---------- DATASET EXTRACT ----------

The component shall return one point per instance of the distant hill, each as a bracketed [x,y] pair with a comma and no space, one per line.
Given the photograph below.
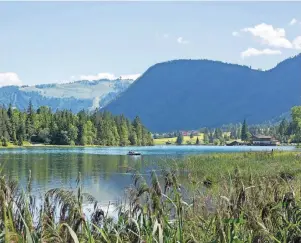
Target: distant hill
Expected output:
[74,96]
[189,94]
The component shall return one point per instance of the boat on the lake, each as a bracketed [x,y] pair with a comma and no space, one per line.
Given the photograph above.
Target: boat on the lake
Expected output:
[133,153]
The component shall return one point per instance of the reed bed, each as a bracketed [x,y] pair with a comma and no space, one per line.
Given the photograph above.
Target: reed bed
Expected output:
[245,197]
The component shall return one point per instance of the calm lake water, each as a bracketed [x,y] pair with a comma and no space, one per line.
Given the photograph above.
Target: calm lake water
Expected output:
[104,170]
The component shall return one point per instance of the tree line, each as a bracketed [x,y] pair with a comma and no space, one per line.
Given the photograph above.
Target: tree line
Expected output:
[285,131]
[65,128]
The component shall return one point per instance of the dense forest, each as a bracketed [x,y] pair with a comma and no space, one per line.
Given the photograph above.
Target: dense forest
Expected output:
[65,128]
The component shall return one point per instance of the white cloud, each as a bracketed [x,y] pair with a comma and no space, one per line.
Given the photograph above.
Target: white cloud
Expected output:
[297,42]
[255,52]
[181,40]
[235,34]
[269,35]
[9,78]
[293,21]
[109,76]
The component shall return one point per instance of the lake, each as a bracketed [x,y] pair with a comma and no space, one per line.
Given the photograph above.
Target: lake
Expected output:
[104,170]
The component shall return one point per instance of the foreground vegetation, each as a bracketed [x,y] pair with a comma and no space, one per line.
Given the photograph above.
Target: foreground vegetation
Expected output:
[246,197]
[65,128]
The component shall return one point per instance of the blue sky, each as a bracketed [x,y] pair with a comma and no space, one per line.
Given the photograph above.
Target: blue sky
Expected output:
[45,42]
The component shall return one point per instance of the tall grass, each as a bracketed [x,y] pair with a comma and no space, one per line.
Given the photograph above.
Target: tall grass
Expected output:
[249,197]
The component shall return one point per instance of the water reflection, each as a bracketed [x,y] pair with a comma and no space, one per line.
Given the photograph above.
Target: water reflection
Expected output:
[103,176]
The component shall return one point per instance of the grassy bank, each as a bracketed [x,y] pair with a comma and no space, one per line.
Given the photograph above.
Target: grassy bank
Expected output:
[250,197]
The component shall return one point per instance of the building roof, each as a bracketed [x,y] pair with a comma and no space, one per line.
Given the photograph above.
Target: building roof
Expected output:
[262,136]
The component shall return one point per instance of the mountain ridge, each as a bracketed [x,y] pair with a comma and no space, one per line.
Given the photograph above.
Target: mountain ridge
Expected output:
[171,82]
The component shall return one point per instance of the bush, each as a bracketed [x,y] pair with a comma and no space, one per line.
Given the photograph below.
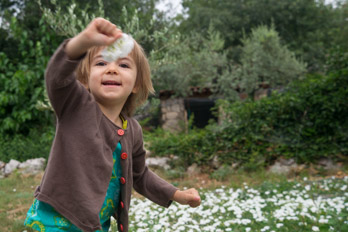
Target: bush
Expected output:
[306,122]
[23,147]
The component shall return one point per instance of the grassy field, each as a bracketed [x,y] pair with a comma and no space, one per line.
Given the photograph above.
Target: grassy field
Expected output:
[242,202]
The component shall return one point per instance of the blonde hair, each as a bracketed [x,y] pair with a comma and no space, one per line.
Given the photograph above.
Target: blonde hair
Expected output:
[143,83]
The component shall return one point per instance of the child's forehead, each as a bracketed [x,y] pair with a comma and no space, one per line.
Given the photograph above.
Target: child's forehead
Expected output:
[97,55]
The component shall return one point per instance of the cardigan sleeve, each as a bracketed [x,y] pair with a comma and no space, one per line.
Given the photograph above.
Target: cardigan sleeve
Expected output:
[145,181]
[63,89]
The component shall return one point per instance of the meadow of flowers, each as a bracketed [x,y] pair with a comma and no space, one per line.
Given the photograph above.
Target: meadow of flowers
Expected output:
[304,205]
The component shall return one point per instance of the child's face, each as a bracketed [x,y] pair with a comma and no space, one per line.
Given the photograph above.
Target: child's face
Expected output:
[112,82]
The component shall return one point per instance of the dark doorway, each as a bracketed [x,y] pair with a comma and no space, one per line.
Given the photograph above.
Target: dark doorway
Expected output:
[201,109]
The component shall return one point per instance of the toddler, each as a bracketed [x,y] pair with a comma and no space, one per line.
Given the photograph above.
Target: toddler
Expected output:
[97,155]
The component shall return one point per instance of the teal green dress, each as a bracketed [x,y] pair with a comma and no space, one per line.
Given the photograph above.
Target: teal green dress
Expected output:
[44,218]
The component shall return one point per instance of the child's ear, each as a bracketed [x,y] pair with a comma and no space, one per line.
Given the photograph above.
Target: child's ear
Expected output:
[135,89]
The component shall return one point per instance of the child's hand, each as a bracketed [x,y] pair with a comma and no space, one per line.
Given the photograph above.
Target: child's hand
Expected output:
[100,32]
[187,197]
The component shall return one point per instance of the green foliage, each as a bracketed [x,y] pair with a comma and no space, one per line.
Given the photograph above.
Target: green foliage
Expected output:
[22,147]
[188,60]
[306,122]
[309,27]
[22,82]
[264,61]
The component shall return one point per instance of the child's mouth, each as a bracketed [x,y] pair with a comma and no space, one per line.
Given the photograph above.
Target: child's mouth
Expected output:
[111,83]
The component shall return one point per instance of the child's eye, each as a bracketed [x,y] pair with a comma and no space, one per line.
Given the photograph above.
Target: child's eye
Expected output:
[100,63]
[124,65]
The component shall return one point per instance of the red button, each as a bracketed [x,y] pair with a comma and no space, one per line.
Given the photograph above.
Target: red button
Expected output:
[124,155]
[120,132]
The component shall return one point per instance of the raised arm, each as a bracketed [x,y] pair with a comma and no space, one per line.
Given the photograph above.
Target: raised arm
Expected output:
[99,32]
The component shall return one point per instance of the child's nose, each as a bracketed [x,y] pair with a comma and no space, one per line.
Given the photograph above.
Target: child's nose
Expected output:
[112,69]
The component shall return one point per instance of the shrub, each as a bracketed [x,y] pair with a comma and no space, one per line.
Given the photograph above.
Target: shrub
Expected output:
[306,122]
[23,147]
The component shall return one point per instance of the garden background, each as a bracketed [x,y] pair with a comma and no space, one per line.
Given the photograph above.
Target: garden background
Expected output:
[297,48]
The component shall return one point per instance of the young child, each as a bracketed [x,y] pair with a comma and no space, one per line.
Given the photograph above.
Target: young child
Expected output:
[97,155]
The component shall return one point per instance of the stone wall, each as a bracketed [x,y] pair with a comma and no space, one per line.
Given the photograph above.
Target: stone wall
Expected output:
[173,114]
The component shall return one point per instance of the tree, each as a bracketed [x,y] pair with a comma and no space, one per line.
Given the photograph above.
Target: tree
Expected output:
[264,61]
[307,26]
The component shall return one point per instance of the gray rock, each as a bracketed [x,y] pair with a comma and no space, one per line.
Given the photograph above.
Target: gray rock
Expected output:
[215,163]
[32,166]
[159,162]
[193,170]
[279,168]
[2,169]
[286,162]
[11,166]
[327,164]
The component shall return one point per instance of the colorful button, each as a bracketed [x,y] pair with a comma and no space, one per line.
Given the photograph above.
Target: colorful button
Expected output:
[120,132]
[124,155]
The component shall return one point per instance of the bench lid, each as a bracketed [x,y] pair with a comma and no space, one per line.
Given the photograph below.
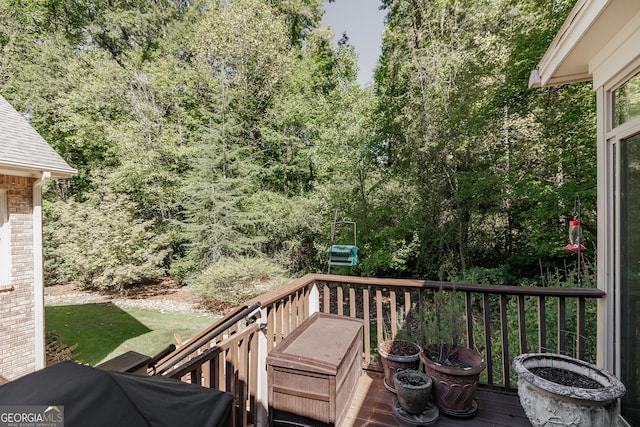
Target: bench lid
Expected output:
[319,344]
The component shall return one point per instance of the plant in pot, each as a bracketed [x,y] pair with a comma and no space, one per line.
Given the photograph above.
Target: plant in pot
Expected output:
[413,389]
[454,368]
[559,390]
[413,405]
[397,353]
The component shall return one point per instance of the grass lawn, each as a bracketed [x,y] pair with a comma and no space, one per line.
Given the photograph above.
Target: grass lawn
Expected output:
[103,331]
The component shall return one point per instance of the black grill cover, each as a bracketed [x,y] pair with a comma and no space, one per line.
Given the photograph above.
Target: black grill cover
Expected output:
[93,397]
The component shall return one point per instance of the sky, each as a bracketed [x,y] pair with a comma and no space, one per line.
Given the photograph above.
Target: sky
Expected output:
[363,23]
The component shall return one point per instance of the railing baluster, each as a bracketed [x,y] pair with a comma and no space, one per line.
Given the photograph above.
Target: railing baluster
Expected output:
[522,324]
[407,302]
[287,317]
[504,327]
[393,313]
[367,326]
[352,302]
[562,327]
[468,305]
[241,390]
[542,324]
[327,298]
[487,337]
[379,319]
[581,331]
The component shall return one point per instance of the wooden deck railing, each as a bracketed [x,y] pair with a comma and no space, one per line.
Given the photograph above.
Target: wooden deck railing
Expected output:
[500,321]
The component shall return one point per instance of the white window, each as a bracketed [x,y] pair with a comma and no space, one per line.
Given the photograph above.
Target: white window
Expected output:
[623,141]
[5,247]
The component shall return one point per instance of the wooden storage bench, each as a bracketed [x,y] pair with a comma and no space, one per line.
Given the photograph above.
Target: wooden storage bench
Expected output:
[313,372]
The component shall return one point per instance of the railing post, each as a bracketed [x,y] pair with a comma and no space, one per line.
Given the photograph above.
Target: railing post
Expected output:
[314,299]
[262,397]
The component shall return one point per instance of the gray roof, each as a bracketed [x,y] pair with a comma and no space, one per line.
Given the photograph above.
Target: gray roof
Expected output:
[23,150]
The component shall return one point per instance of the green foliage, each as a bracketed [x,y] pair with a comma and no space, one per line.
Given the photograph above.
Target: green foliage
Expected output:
[236,129]
[231,281]
[100,243]
[56,350]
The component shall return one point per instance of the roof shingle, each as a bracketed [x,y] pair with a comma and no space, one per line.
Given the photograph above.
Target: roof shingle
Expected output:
[23,149]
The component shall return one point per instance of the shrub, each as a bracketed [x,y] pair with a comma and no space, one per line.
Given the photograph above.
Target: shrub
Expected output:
[100,243]
[231,281]
[57,351]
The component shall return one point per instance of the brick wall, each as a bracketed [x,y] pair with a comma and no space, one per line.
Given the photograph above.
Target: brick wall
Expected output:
[17,319]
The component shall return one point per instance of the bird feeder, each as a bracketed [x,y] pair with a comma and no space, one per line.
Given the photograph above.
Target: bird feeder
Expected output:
[575,237]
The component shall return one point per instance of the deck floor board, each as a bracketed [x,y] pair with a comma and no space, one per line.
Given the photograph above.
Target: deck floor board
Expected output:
[372,406]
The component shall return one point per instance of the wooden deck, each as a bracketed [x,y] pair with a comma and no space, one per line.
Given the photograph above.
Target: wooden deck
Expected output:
[372,406]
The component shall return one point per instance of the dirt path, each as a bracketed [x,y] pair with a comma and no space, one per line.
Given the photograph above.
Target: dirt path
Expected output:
[163,297]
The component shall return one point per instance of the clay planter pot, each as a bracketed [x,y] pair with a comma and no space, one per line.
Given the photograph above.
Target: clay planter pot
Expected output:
[590,400]
[398,355]
[454,388]
[413,389]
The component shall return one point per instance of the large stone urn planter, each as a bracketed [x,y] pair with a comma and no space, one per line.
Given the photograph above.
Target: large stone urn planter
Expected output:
[592,401]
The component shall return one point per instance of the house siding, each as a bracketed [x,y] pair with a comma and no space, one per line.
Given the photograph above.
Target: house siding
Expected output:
[17,306]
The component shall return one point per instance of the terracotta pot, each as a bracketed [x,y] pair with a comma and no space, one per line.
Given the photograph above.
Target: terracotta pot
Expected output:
[455,388]
[393,363]
[549,403]
[414,399]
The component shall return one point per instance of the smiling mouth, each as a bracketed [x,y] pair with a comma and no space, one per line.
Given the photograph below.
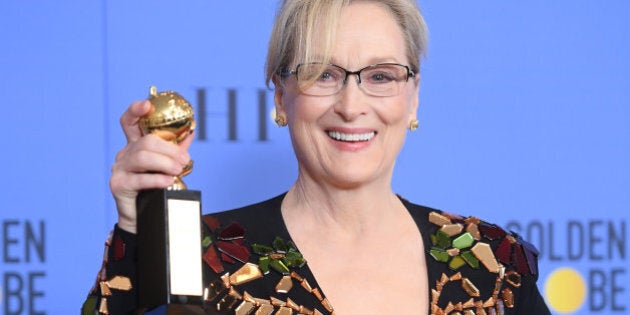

----------

Copy every line of the records above that contains the word "colorful".

◆ THE SOLUTION ◆
The component shall return one point per instance of the colorful button, each as a bracketed [x,y] pair with a comma and no space, one per line.
Target: colorful button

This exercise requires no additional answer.